BEGIN RECORDS SUPPLIED

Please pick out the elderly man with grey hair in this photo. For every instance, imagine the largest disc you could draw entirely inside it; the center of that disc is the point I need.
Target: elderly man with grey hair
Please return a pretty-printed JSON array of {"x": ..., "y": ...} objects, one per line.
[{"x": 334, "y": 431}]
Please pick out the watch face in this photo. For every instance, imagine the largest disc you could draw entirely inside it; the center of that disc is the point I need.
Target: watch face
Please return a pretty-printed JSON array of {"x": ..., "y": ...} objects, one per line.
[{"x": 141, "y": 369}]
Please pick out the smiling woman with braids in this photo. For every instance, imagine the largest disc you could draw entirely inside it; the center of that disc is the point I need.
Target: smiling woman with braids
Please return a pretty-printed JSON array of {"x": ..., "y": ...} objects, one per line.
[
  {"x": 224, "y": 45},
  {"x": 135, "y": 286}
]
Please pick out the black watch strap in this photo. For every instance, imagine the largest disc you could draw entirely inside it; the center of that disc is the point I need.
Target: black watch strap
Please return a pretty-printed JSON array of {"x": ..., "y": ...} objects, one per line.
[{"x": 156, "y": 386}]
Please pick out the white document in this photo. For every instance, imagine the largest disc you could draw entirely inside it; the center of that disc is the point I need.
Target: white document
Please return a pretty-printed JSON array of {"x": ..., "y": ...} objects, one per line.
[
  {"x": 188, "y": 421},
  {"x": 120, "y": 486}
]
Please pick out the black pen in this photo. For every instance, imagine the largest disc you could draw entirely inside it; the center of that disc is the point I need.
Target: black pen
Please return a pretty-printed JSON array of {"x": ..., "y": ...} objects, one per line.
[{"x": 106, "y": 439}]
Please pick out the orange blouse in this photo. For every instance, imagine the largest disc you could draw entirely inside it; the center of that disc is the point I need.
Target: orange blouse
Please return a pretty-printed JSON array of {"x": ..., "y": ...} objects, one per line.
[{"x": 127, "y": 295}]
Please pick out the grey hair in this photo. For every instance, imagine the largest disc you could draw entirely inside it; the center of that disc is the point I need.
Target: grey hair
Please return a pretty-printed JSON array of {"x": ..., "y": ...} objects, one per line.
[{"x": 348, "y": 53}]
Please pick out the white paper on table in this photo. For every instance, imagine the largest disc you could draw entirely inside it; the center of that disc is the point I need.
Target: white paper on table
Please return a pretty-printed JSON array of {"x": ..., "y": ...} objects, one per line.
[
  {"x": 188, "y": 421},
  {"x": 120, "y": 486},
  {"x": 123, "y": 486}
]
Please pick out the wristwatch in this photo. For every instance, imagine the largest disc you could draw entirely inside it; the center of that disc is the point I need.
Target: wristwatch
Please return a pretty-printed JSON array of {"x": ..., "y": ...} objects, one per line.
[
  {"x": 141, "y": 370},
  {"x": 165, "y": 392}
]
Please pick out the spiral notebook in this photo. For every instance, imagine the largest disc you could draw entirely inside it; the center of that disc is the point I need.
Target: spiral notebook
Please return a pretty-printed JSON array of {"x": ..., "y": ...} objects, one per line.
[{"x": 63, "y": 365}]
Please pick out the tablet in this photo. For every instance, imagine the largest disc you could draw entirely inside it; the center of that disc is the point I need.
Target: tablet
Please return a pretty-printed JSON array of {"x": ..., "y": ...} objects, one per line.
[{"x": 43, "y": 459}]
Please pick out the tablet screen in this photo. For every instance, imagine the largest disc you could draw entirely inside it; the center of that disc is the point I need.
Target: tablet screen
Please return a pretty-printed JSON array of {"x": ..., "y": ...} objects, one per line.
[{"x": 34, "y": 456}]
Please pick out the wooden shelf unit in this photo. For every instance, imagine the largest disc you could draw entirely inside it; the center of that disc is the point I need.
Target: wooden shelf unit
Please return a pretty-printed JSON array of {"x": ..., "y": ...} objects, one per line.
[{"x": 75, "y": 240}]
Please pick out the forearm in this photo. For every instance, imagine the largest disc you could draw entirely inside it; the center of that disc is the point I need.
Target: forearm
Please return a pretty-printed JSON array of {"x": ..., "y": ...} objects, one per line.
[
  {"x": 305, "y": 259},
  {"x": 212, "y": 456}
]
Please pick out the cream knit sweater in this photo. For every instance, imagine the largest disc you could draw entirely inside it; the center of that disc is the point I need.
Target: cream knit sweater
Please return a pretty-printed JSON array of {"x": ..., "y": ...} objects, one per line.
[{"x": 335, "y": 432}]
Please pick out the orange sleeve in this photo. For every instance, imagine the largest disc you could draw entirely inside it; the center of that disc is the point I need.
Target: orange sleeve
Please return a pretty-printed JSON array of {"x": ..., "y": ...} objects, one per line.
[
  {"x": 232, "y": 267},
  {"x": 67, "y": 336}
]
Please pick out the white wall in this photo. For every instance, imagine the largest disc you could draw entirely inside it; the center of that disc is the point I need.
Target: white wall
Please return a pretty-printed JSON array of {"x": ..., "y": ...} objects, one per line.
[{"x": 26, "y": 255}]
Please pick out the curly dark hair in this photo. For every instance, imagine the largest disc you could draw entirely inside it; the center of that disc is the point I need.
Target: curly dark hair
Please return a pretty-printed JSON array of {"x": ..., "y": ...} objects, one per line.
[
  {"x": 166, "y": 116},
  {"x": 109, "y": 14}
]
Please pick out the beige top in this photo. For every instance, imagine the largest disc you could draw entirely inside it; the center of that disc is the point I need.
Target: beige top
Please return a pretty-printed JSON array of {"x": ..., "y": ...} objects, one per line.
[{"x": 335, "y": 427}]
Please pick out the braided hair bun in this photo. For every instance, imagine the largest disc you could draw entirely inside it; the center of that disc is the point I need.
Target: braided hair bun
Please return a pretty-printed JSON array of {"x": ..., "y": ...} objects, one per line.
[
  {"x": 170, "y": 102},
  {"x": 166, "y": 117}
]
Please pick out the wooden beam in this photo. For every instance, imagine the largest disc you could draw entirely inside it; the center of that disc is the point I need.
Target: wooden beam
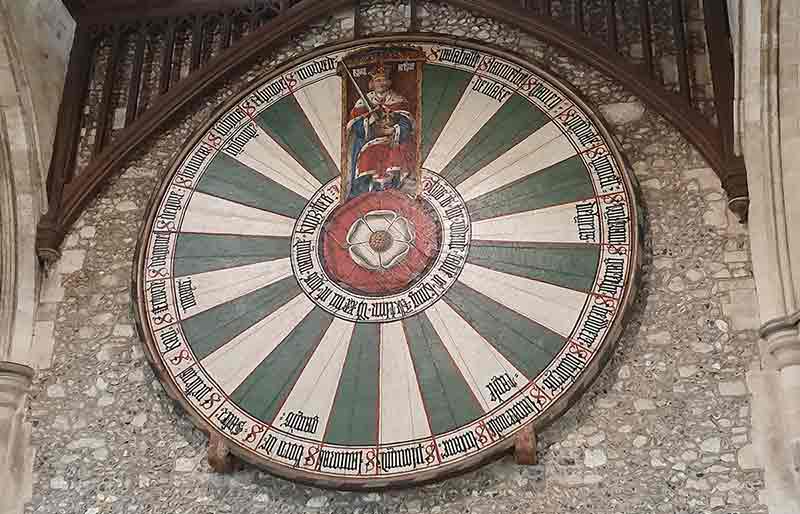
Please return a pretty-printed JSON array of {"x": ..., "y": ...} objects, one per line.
[
  {"x": 696, "y": 128},
  {"x": 720, "y": 58},
  {"x": 165, "y": 78},
  {"x": 578, "y": 18},
  {"x": 105, "y": 112},
  {"x": 647, "y": 36},
  {"x": 78, "y": 193},
  {"x": 683, "y": 48},
  {"x": 136, "y": 75},
  {"x": 197, "y": 42},
  {"x": 65, "y": 145},
  {"x": 128, "y": 12},
  {"x": 611, "y": 24}
]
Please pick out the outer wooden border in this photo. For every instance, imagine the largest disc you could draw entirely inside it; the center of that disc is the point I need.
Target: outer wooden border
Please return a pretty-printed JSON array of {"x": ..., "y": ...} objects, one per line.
[
  {"x": 560, "y": 406},
  {"x": 69, "y": 195}
]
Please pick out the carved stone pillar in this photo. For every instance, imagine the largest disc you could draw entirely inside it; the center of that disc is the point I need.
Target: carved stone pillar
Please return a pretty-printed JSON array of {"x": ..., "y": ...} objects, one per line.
[
  {"x": 15, "y": 380},
  {"x": 768, "y": 126}
]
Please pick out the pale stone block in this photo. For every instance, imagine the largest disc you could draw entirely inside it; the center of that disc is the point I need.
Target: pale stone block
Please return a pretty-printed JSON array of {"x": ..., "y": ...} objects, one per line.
[
  {"x": 737, "y": 388},
  {"x": 594, "y": 458},
  {"x": 622, "y": 112},
  {"x": 71, "y": 261},
  {"x": 706, "y": 177},
  {"x": 711, "y": 445},
  {"x": 41, "y": 354}
]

END RECORDS SUPPLIED

TASK DETAILS
Convert all of the records into a Markdown table with the columns "No." and "Text", giving each non-blank line its own numbered row. Omit the pictures.

RESPONSE TO THIS TASK
| No. | Text |
|---|---|
| 1 | Please pick out the elderly man with grey hair in this photo. For every instance, imagine the largest disc you could draw entirely inside it; the center of that disc is the point I need. |
| 2 | Target: elderly man with grey hair |
| 3 | Please return a pretty-printed JSON array of {"x": ..., "y": ...} objects, one per line. |
| 4 | [{"x": 334, "y": 431}] |
| 5 | Please pick out the watch face in this photo. For every instance, imagine the largest disc you could draw entirely inside it; the center of that disc is the point I need. |
| 6 | Target: watch face |
| 7 | Please return a pretty-printed JSON array of {"x": ..., "y": ...} objects, one per line. |
| 8 | [{"x": 141, "y": 369}] |
| 9 | Please pick out the smiling woman with braids in this photo. For every instance, imagine the largest disc you could draw entirely inside it; the center of that disc is the point I need. |
| 10 | Target: smiling woman with braids |
| 11 | Please return a pretty-printed JSON array of {"x": ..., "y": ...} objects, one per line. |
| 12 | [ |
| 13 |   {"x": 224, "y": 45}, |
| 14 |   {"x": 135, "y": 286} |
| 15 | ] |
| 16 | Please pick out the black watch strap in this photo. For every instance, imagine the largest disc you could draw entirely inside it; the center of that disc is the point I need. |
| 17 | Target: black watch strap |
| 18 | Please return a pretty-printed JSON array of {"x": ..., "y": ...} objects, one per line. |
| 19 | [{"x": 156, "y": 386}] |
| 20 | Please pick out the white document in this photo. For every instance, imagine the largest disc you could draw entirely inside it; the center of that disc is the point I need. |
| 21 | Target: white document |
| 22 | Please return a pretty-printed JSON array of {"x": ..., "y": ...} objects, one per line. |
| 23 | [ |
| 24 |   {"x": 188, "y": 421}, |
| 25 |   {"x": 120, "y": 486} |
| 26 | ] |
| 27 | Please pick out the black pen in this photo. For every instance, imagine the largest disc you could draw entirely inside it; the center of that disc is the point I need. |
| 28 | Target: black pen |
| 29 | Please return a pretty-printed JSON array of {"x": ..., "y": ...} objects, one per line. |
| 30 | [{"x": 106, "y": 439}] |
| 31 | Please pick out the orange blouse in this photo. For every instance, imagine the largest disc you could draw entirely inside it; the center of that disc is the point I need. |
| 32 | Target: orange blouse |
| 33 | Please return a pretty-printed JSON array of {"x": ..., "y": ...} objects, one per line. |
| 34 | [{"x": 127, "y": 295}] |
| 35 | Please pick out the grey hair in this photo. For every instance, imagine the largest disc you could draw entirely inside it; the center of that disc is the point I need. |
| 36 | Target: grey hair |
| 37 | Please return a pretty-printed JSON array of {"x": ..., "y": ...} objects, one per line. |
| 38 | [{"x": 348, "y": 53}] |
| 39 | Please pick out the white paper on table in this photo. For every instance, imagine the largest disc you could draw entirely inside it; the center of that disc is the point I need. |
| 40 | Target: white paper on table |
| 41 | Please return a pretty-printed JSON array of {"x": ..., "y": ...} objects, one per line. |
| 42 | [ |
| 43 |   {"x": 188, "y": 421}, |
| 44 |   {"x": 120, "y": 486}, |
| 45 |   {"x": 123, "y": 486} |
| 46 | ] |
| 47 | Please pick out the wristwatch in this photo. For every instance, imagine the largest disc you could draw entirely inside it; the center of that disc is the point I need. |
| 48 | Target: wristwatch |
| 49 | Please return a pretty-printed JSON array of {"x": ..., "y": ...} objects, one per line. |
| 50 | [ |
| 51 |   {"x": 141, "y": 370}, |
| 52 |   {"x": 165, "y": 392} |
| 53 | ] |
| 54 | Please pick out the spiral notebook in this photo. For every instance, imagine the largest disc you could draw entirely inside it; the center of that disc is the point I need. |
| 55 | Target: spiral notebook |
| 56 | Please return a pretty-printed JSON array of {"x": ..., "y": ...} objects, one per line. |
| 57 | [{"x": 63, "y": 365}] |
| 58 | Please pick out the tablet in this photo. For every instance, imagine the largest disc you could draw entirely inside it; the center of that disc is the point I need. |
| 59 | Target: tablet |
| 60 | Please return a pretty-printed JSON array of {"x": ..., "y": ...} objects, one per line. |
| 61 | [{"x": 43, "y": 459}] |
| 62 | Please pick out the tablet screen in this photo. For every instance, imagine the largest disc you could draw entirely inside it; the center of that disc is the point I need. |
| 63 | Target: tablet screen |
| 64 | Please return a pretty-printed JSON array of {"x": ..., "y": ...} objects, one per line. |
| 65 | [{"x": 34, "y": 456}] |
| 66 | Please pick out the wooden shelf unit in this photo. For every instance, imagine the largest disc you could draw entirely inside it; the center of that disc is the point I need. |
| 67 | Target: wooden shelf unit |
| 68 | Please return a pretty-printed JSON array of {"x": ..., "y": ...} objects, one per line. |
| 69 | [{"x": 75, "y": 240}] |
| 70 | Please pick out the forearm in this photo. For every instance, imagine the largest disc you could draw entirely inside it; the center of that disc is the point I need. |
| 71 | Target: forearm |
| 72 | Please return a pretty-printed JSON array of {"x": ..., "y": ...} objects, one per line. |
| 73 | [ |
| 74 |   {"x": 305, "y": 259}, |
| 75 |   {"x": 212, "y": 456} |
| 76 | ] |
| 77 | Please pick out the cream knit sweater in this photo. For every instance, imagine the largest disc you could draw entirely inside it; the center of that disc is the point I need. |
| 78 | Target: cream knit sweater |
| 79 | Please return a pretty-printed JSON array of {"x": ..., "y": ...} objects, one per line. |
| 80 | [{"x": 335, "y": 432}] |
| 81 | Please pick out the orange sleeve in this photo. For every instance, imagine the largest disc you could draw entirely inside it; the center of that disc is the point I need. |
| 82 | Target: orange sleeve |
| 83 | Please return a pretty-printed JSON array of {"x": ..., "y": ...} objects, one per line. |
| 84 | [ |
| 85 |   {"x": 232, "y": 267}, |
| 86 |   {"x": 67, "y": 336} |
| 87 | ] |
| 88 | Please pick out the white wall in this photo. For every instance, imagine the largest disc you could draw entirely inside it; the center of that disc is the point I need. |
| 89 | Target: white wall |
| 90 | Please return a pretty-printed JSON array of {"x": ..., "y": ...} objects, one per line. |
| 91 | [{"x": 26, "y": 255}] |
| 92 | Please pick out the curly dark hair in this photo. For every instance, imagine the largest disc you could draw entirely inside it; the center of that disc is the point I need. |
| 93 | Target: curly dark hair |
| 94 | Please return a pretty-printed JSON array of {"x": ..., "y": ...} objects, one per line. |
| 95 | [ |
| 96 |   {"x": 166, "y": 116}, |
| 97 |   {"x": 109, "y": 14} |
| 98 | ] |
| 99 | Please pick out the beige top in this photo. For every instance, imagine the largest disc you could draw entirely inside it; the center of that disc is the point I need. |
| 100 | Target: beige top |
| 101 | Please return a pretty-printed JSON array of {"x": ..., "y": ...} objects, one per line. |
| 102 | [{"x": 335, "y": 427}] |
| 103 | Please pick out the braided hair bun in this photo. For every instance, imagine the largest disc you could draw entirely inside it; the center of that disc is the point I need. |
| 104 | Target: braided hair bun |
| 105 | Please return a pretty-printed JSON array of {"x": ..., "y": ...} objects, one per line. |
| 106 | [ |
| 107 |   {"x": 170, "y": 102}, |
| 108 |   {"x": 166, "y": 117} |
| 109 | ] |
| 110 | Please pick out the wooden beam in this photo. For every instance, imagine the largest disc you could draw entirely inside it; the center of that disc is the point I need. |
| 111 | Target: wooden beam |
| 112 | Please return a pretty-printed JSON array of {"x": ..., "y": ...} objects, one per line. |
| 113 | [ |
| 114 |   {"x": 696, "y": 128}, |
| 115 |   {"x": 720, "y": 58}, |
| 116 |   {"x": 165, "y": 78}, |
| 117 |   {"x": 578, "y": 18}, |
| 118 |   {"x": 105, "y": 112}, |
| 119 |   {"x": 647, "y": 36}, |
| 120 |   {"x": 78, "y": 193}, |
| 121 |   {"x": 683, "y": 48}, |
| 122 |   {"x": 136, "y": 75}, |
| 123 |   {"x": 197, "y": 42}, |
| 124 |   {"x": 65, "y": 145}, |
| 125 |   {"x": 128, "y": 12}, |
| 126 |   {"x": 611, "y": 24} |
| 127 | ] |
| 128 | Please pick out the outer wooden border in this photo. For every instance, imagine the largest disc you could draw entirely inside it; the center of that disc is the point I need. |
| 129 | Target: outer wooden border |
| 130 | Please return a pretty-printed JSON array of {"x": ..., "y": ...} objects, one per line. |
| 131 | [ |
| 132 |   {"x": 560, "y": 406}, |
| 133 |   {"x": 69, "y": 195} |
| 134 | ] |
| 135 | Please pick out the carved stone pillar in this photo. For every instance, imagine the largest disc you could draw entirely inside it; the center of that disc is the point I need. |
| 136 | Target: carved stone pillar |
| 137 | Please return a pretty-printed JSON array of {"x": ..., "y": ...} objects, one per line. |
| 138 | [ |
| 139 |   {"x": 15, "y": 380}, |
| 140 |   {"x": 768, "y": 126} |
| 141 | ] |
| 142 | Please pick out the pale stone block in this photo. For every instance, imagine the largest disc you could draw entirely inside it; the center of that disc is the point I need. |
| 143 | Target: pale stone block |
| 144 | Please return a pretty-printed JSON array of {"x": ..., "y": ...} objects, one per line. |
| 145 | [ |
| 146 |   {"x": 737, "y": 388}, |
| 147 |   {"x": 594, "y": 458}, |
| 148 |   {"x": 622, "y": 112}, |
| 149 |   {"x": 71, "y": 261}, |
| 150 |   {"x": 706, "y": 177}, |
| 151 |   {"x": 711, "y": 445}, |
| 152 |   {"x": 41, "y": 354} |
| 153 | ] |